• [Region pointing data]:

════════════════

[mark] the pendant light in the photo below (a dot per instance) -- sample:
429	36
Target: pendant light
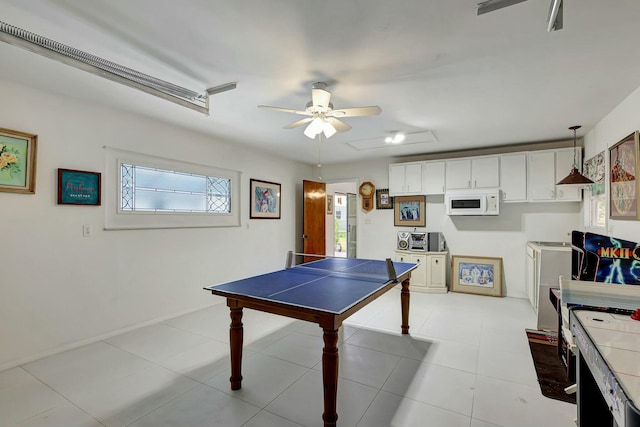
574	176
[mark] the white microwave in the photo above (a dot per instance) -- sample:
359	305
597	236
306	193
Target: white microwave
473	202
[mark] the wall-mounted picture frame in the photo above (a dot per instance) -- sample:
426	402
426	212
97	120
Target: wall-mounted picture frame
383	200
77	187
476	275
623	184
265	199
18	161
409	211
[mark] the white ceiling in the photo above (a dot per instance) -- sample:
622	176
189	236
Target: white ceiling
474	81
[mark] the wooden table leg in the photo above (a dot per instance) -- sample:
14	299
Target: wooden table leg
235	341
404	302
330	376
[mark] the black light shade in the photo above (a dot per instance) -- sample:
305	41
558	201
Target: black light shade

════════════════

• [INSTRUCTIONS TO FOLLOW]: A word-for-word retyping of every record is required, without the pictures.

• [TASK RESULT]:
[mark] the pendant light in the photo below (a dot per instance) -- sample:
429	36
Target: pendant light
574	176
[mark] the white microwave in the photo above (a dot per instance) -- sample:
359	305
597	236
306	193
Target: white microwave
473	202
[mark] the wall-mounted picture frame in the photo above (a dot per instance) -- sample:
426	402
426	212
97	120
Target: wall-mounted picture frame
383	200
77	187
476	275
623	184
265	199
18	161
409	211
[mark] the white ceiling in the photo above (a dot per instance) -- sample:
622	176
189	236
Target: white ceiling
474	81
[mark] the wooden table leg in the photo above (a dot per instance) -- sample:
14	299
Target: wooden table leg
235	341
404	302
330	376
[mark] the black light shade in the photo above (a dot per instance) -- sample:
305	41
558	201
Target: black light shade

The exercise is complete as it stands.